• _Your instructions_
Repeat every line from the line containing "271L170 219L41 227L18" to the end of the data, exactly. Leave the pictures out.

• _The input_
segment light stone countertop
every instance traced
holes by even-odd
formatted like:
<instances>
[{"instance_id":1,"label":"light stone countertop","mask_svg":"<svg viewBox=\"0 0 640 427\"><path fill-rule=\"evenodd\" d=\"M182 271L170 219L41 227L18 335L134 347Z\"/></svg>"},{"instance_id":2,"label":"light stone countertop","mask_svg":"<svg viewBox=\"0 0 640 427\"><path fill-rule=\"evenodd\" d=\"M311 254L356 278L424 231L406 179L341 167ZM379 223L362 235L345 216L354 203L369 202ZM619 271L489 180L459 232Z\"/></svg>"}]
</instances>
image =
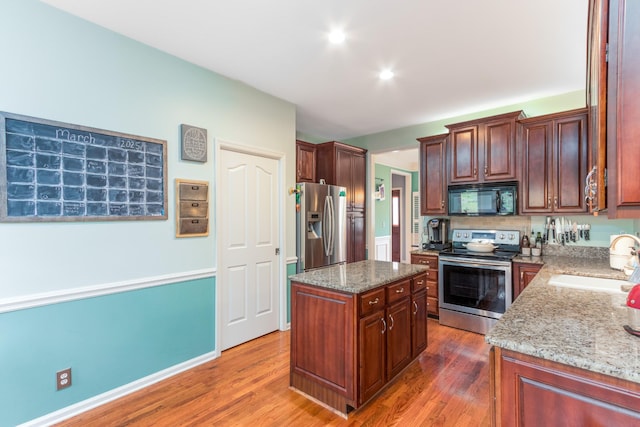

• _Task response_
[{"instance_id":1,"label":"light stone countertop","mask_svg":"<svg viewBox=\"0 0 640 427\"><path fill-rule=\"evenodd\" d=\"M182 271L170 219L41 227L18 335L134 347Z\"/></svg>"},{"instance_id":2,"label":"light stone countertop","mask_svg":"<svg viewBox=\"0 0 640 427\"><path fill-rule=\"evenodd\" d=\"M311 254L356 278L424 231L406 179L341 167ZM379 223L362 235L345 216L354 203L369 202ZM619 271L489 180L459 232Z\"/></svg>"}]
</instances>
image =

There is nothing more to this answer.